◆ Given task: Repeat the entries below exactly as they appear, with no pictures.

◆ Material for this exercise:
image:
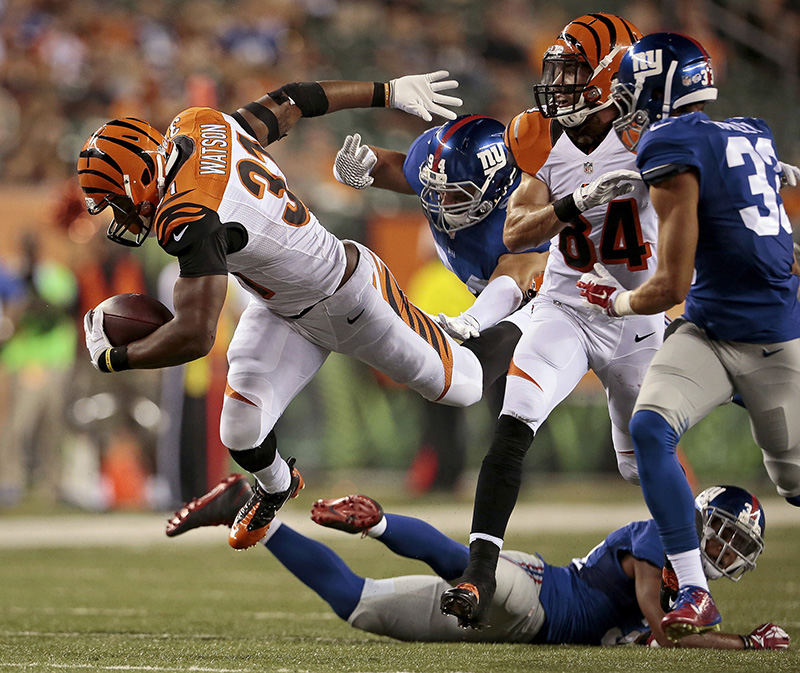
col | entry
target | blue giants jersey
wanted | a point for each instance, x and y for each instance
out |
(744, 289)
(473, 252)
(592, 601)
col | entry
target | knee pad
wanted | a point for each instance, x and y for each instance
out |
(240, 425)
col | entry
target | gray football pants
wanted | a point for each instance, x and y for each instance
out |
(691, 375)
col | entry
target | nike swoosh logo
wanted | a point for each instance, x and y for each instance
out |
(350, 321)
(177, 236)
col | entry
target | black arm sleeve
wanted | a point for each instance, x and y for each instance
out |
(205, 256)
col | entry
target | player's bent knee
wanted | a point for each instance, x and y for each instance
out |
(626, 464)
(649, 430)
(784, 471)
(240, 425)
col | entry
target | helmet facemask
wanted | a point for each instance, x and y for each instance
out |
(455, 205)
(563, 90)
(631, 123)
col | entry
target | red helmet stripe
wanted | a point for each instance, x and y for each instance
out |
(448, 134)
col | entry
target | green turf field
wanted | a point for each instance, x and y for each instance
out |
(195, 605)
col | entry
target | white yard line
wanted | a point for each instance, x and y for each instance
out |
(135, 530)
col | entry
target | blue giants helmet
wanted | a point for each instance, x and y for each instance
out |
(732, 531)
(467, 173)
(657, 75)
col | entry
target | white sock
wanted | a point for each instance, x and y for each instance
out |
(378, 529)
(689, 568)
(276, 477)
(276, 523)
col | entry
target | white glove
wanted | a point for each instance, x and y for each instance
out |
(602, 292)
(790, 175)
(96, 339)
(604, 189)
(354, 163)
(418, 95)
(461, 327)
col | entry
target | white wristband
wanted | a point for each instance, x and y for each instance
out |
(622, 304)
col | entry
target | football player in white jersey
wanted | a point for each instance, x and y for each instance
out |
(562, 145)
(220, 204)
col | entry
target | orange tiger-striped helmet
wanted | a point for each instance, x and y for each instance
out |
(122, 165)
(577, 70)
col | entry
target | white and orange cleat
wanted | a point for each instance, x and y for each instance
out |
(254, 518)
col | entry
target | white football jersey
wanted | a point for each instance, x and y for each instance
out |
(620, 235)
(290, 260)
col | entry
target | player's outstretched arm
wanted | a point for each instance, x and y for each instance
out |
(191, 333)
(272, 116)
(361, 166)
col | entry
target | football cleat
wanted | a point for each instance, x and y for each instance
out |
(694, 612)
(351, 514)
(254, 518)
(218, 507)
(467, 603)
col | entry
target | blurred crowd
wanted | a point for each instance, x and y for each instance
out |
(66, 67)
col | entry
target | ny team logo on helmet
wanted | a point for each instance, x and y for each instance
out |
(578, 69)
(659, 74)
(122, 165)
(734, 519)
(467, 173)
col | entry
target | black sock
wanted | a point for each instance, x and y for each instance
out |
(494, 348)
(258, 457)
(500, 477)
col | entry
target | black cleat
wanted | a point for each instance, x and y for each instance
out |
(468, 604)
(218, 507)
(254, 518)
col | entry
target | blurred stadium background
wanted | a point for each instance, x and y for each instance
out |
(148, 440)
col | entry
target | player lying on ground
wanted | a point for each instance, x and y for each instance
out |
(220, 204)
(463, 174)
(562, 146)
(725, 247)
(601, 599)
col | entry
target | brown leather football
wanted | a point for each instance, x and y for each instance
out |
(130, 317)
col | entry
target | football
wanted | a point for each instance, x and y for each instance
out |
(130, 317)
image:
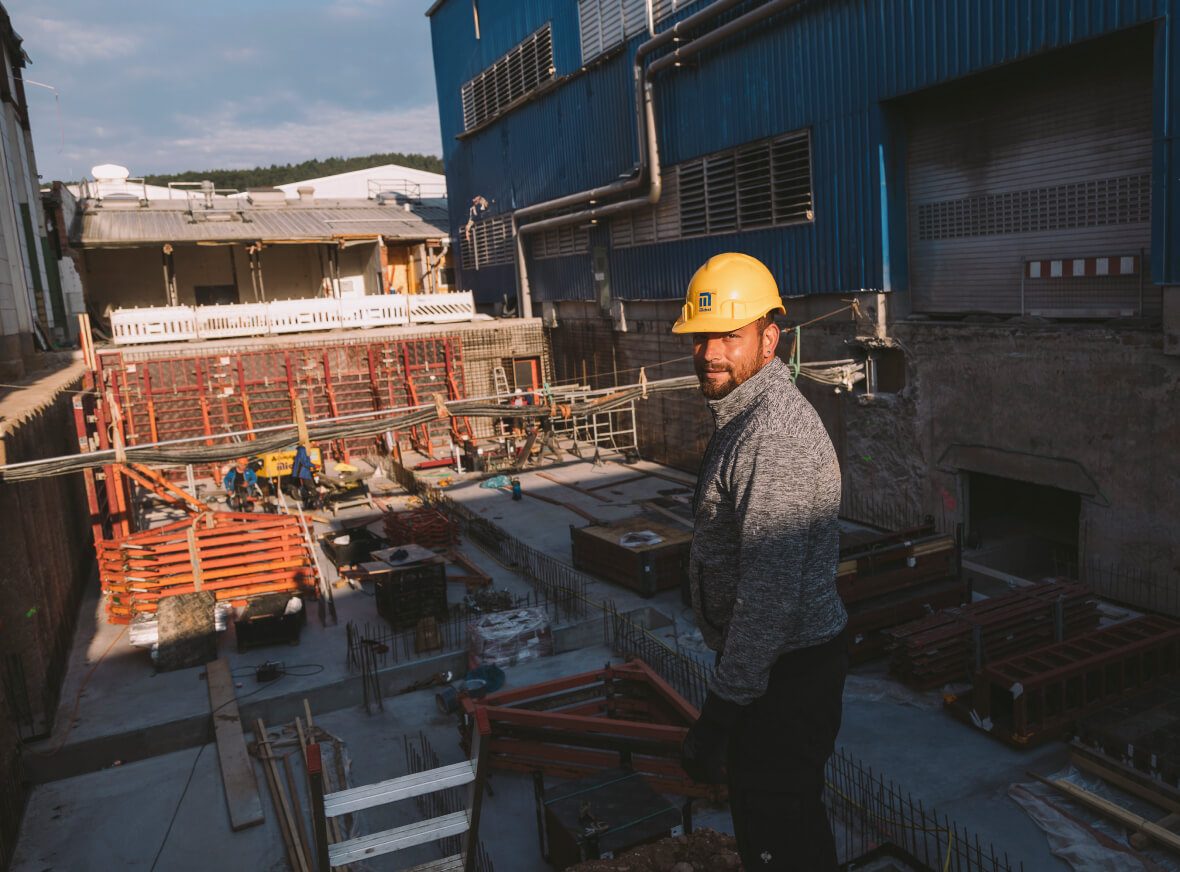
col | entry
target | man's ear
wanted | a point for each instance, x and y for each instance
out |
(769, 340)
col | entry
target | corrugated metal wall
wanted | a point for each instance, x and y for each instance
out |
(828, 66)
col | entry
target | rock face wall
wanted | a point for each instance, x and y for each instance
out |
(1090, 410)
(46, 557)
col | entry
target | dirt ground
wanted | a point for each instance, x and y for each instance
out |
(703, 851)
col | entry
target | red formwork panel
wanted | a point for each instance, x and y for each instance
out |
(211, 392)
(1038, 695)
(579, 725)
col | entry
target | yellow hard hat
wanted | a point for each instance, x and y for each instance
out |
(729, 292)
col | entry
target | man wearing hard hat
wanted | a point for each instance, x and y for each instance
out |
(762, 572)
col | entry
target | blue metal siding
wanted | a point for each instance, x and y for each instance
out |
(831, 67)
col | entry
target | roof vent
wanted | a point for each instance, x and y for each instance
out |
(266, 196)
(110, 172)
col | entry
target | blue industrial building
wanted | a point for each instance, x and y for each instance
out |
(996, 181)
(849, 78)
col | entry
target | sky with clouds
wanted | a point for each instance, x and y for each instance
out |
(165, 86)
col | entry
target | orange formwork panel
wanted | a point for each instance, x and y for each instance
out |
(233, 555)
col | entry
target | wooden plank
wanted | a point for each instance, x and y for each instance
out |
(1125, 777)
(1149, 828)
(242, 797)
(287, 820)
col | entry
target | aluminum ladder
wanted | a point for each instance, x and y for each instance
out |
(465, 823)
(500, 381)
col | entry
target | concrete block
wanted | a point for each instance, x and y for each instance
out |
(188, 635)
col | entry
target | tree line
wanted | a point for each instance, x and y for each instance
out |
(282, 174)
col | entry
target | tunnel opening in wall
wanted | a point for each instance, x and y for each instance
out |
(1020, 528)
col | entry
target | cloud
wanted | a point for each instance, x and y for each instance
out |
(238, 54)
(73, 44)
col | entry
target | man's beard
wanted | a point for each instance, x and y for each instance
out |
(716, 391)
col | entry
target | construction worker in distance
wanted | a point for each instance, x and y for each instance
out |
(762, 574)
(240, 483)
(303, 477)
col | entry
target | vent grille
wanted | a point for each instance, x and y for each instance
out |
(561, 242)
(605, 24)
(1123, 200)
(756, 185)
(487, 242)
(759, 184)
(522, 71)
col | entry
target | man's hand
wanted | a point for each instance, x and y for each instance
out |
(707, 743)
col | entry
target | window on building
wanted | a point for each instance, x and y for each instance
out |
(561, 242)
(522, 71)
(487, 242)
(766, 183)
(605, 24)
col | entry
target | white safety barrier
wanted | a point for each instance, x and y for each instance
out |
(176, 323)
(303, 315)
(233, 320)
(385, 310)
(441, 308)
(161, 323)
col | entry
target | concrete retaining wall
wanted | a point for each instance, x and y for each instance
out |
(46, 558)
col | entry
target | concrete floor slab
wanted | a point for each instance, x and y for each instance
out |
(116, 817)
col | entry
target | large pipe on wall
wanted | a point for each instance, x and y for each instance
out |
(648, 142)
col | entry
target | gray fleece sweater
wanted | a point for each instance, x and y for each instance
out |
(766, 542)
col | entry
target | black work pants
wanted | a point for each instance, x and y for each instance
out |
(777, 758)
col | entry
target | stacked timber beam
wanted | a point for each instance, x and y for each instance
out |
(1041, 694)
(581, 725)
(1142, 730)
(424, 526)
(234, 556)
(893, 578)
(954, 643)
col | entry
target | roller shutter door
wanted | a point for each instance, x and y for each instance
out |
(1034, 185)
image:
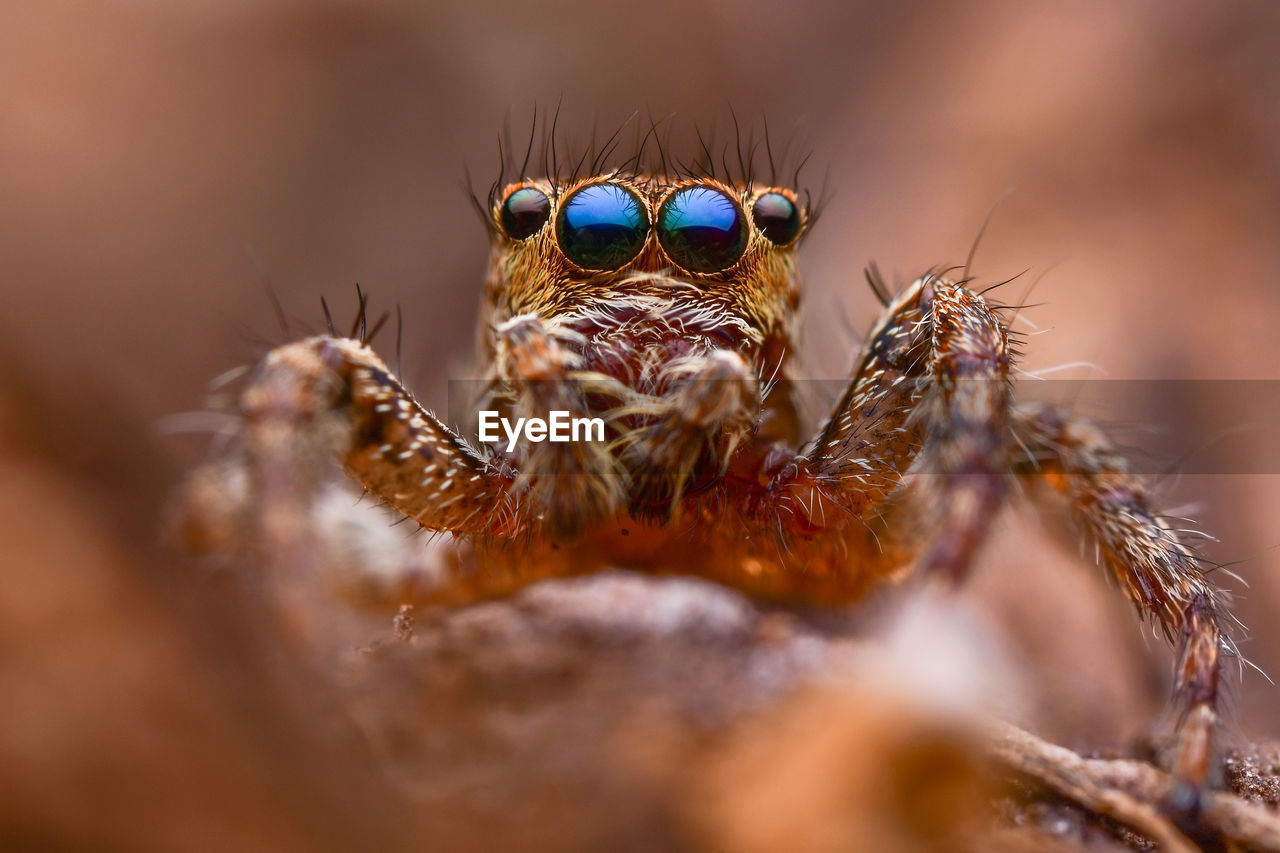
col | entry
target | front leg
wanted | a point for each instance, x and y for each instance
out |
(327, 398)
(929, 400)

◆ The output:
image:
col | entry
target | blue giants jersey
wanted | a point for each instance, x and y for each instance
out |
(744, 289)
(473, 252)
(592, 601)
col | entry
target | knee pad
wanted | a point for each instance, x and y for each instance
out |
(240, 425)
col | entry
target | gray football pants
wanted | a point for each instance, x and y for each instance
out |
(691, 375)
col | entry
target | nike swoosh logo
wanted | a point for each instance, x and y for each instance
out |
(350, 321)
(177, 236)
col | entry
target | black arm sleeve
wanted | a point for each instance, x and y for each instance
out |
(205, 256)
col | entry
target | player's bent knee
wanted | a point for each instance, x and y for each instance
out |
(626, 464)
(649, 430)
(784, 471)
(240, 425)
col | entry
target | helmet facemask
wanted | a point for each instance, x and y for each instance
out |
(455, 205)
(563, 90)
(631, 123)
col | entry
target | red helmet stripe
wanted | a point for each instance, x and y for each instance
out |
(448, 134)
col | entry
target | green turf field
wanted | a point for each instance, x and y for each instance
out |
(195, 605)
col | entry
target | white yard line
wanted | a point for each instance, x and y for each instance
out |
(135, 530)
col | entry
target | blue giants helmet
wanted | a point for each instance, x and y for each instance
out |
(732, 531)
(467, 173)
(657, 75)
col | entry
target | white sock
wanted | a point for each instance, x and y for each instance
out |
(378, 529)
(689, 568)
(276, 477)
(276, 523)
col | entry
target | white glove
wanted | a point for each instance, x and y for each instance
out |
(602, 292)
(790, 175)
(96, 339)
(604, 189)
(354, 163)
(418, 95)
(461, 327)
col | entry
target | white wristband
wanted | a point for each instance, x and y for each instance
out |
(622, 304)
col | entry
target | football player in white jersey
wanted | a point for each instance, x and y for each instance
out |
(562, 145)
(220, 204)
col | entry
target | orange tiger-striped helmet
wanted | a point for each instance, x and y for each instance
out |
(122, 165)
(577, 70)
col | entry
target | white and orange cleat
wanted | a point for each instance, x and y for each instance
out |
(254, 518)
col | entry
target | white football jersey
wanted | a point for each instance, x and y for each instance
out |
(620, 235)
(290, 260)
col | entry
target | player's outstretched arm
wanted | a point for each instance, x and y for each instance
out |
(191, 333)
(272, 116)
(361, 166)
col | entry
target | football cleat
wanted | a point for each instance, x and y for each instance
out |
(694, 612)
(351, 514)
(254, 518)
(218, 507)
(467, 603)
col | entry
target | blurred crowd
wanted | a point for each instance, x and y for each instance
out |
(66, 67)
col | entry
target | ny team logo on helmet
wanted | a point for each instance, x and y for each instance
out |
(578, 69)
(659, 74)
(122, 165)
(734, 519)
(467, 173)
col | entry
target | black sock
wanted | a point for each instance, x and y for each instance
out |
(494, 348)
(258, 457)
(500, 477)
col | entry
target | black cleat
wanted | a point for each instance, x and y for each instance
out |
(468, 604)
(218, 507)
(254, 518)
col | entry
target | blurred stadium background
wanted | a point for each instance, x and y for each instance
out |
(148, 440)
col | entry
target | player lying on ground
wanted | a point for each instance, x and y for each instance
out |
(220, 204)
(463, 174)
(562, 146)
(725, 247)
(601, 599)
col | entry
target | brown leather football
wanted | a point for each instance, x and y for each instance
out |
(130, 317)
col | entry
target | football
wanted | a point for each instance, x and y for each instance
out |
(130, 317)
image:
col | entry
target | man's ear
wanted | a point for each instance, x and y for each instance
out |
(769, 340)
col | entry
target | corrugated metal wall
wanted | a point for each instance, x and y for each instance
out |
(828, 66)
col | entry
target | rock face wall
wanted | a point for each instance, x and y for each instance
out |
(1090, 410)
(46, 557)
col | entry
target | dirt ground
wanted | a point for each instance, x and y for each instance
out |
(703, 851)
col | entry
target | red formwork panel
wanted | a point for each instance, x and y for each instance
out |
(211, 392)
(1038, 695)
(579, 725)
col | entry
target | yellow hard hat
wanted | a point for each instance, x and y for each instance
out |
(729, 292)
col | entry
target | man wearing hard hat
wanted | a point for each instance, x and y for each instance
out |
(762, 572)
col | entry
target | blue metal siding
wanted | a point for each instance, x and y for each instance
out |
(831, 67)
col | entry
target | roof vent
wanted | a point for each instance, x and y for each instance
out |
(266, 196)
(110, 172)
col | entry
target | blue industrial building
wanted | a point for each instance, x and y for each instance
out |
(996, 181)
(849, 78)
col | entry
target | sky with clouds
wanted | a point for each instance, x and y for each instance
out |
(165, 86)
col | entry
target | orange formwork panel
wanted | a point for each instance, x and y for each instance
out |
(233, 555)
col | entry
target | wooden plank
wanted | a point for each instance, x and y for each instance
out |
(1125, 777)
(1149, 828)
(242, 797)
(287, 820)
col | entry
target | aluminum ladder
wanted | a point for each instance, x and y for each instance
out |
(465, 823)
(500, 381)
col | entry
target | concrete block
wanted | a point for each instance, x and y for each instance
out |
(188, 635)
col | entry
target | tree line
wanted | a point for each instance, x and y for each instance
out |
(282, 174)
col | entry
target | tunnel opening in wall
wanted | a point for each instance, x and y for each instance
out |
(1020, 528)
col | entry
target | cloud
wanted | a point for each instance, x and y for each instance
out |
(238, 54)
(73, 44)
col | entry
target | man's beard
wanted | a point for each instance, x and y for each instance
out |
(716, 391)
col | entry
target | construction worker in distance
wanted | a point for each instance, x and y for each instance
out |
(762, 574)
(240, 483)
(303, 477)
col | entry
target | vent grille
wanted | a point for each instance, x and y for each instance
out |
(561, 242)
(605, 24)
(1123, 200)
(756, 185)
(487, 242)
(759, 184)
(522, 71)
col | entry
target | man's hand
wanted | a point for each instance, x and y for each instance
out |
(707, 743)
col | entry
target | window on building
wanted | a point for each instance, x and y for each instance
out |
(561, 242)
(522, 71)
(487, 242)
(766, 183)
(605, 24)
col | entry
target | white safety barrier
wanted | a point for each instance, x and y for each instance
out |
(176, 323)
(303, 315)
(233, 320)
(385, 310)
(441, 308)
(161, 323)
col | entry
target | concrete retaining wall
wanted | a point for each instance, x and y for each instance
out |
(46, 558)
col | entry
target | concrete floor slab
wanted | a point for each instance, x and y for each instance
out |
(116, 817)
col | entry
target | large pipe on wall
wanted | a point for each instance, x and y for each instance
out |
(648, 142)
col | entry
target | gray fleece sweater
wanted | a point for each instance, x and y for each instance
out |
(766, 542)
col | entry
target | black work pants
wanted | a point for each instance, x and y for each instance
out |
(777, 758)
col | entry
target | stacked timber beam
wanted | a point for each instance, x and y for each instance
out |
(1041, 694)
(581, 725)
(1142, 730)
(424, 526)
(234, 556)
(893, 578)
(954, 643)
col | entry
target | roller shutter door
wanted | a point for each instance, x and y for each instance
out |
(1034, 185)
image:
col | entry
target | front leg
wanted | a point for each instance, x and y for each instance
out |
(327, 398)
(929, 400)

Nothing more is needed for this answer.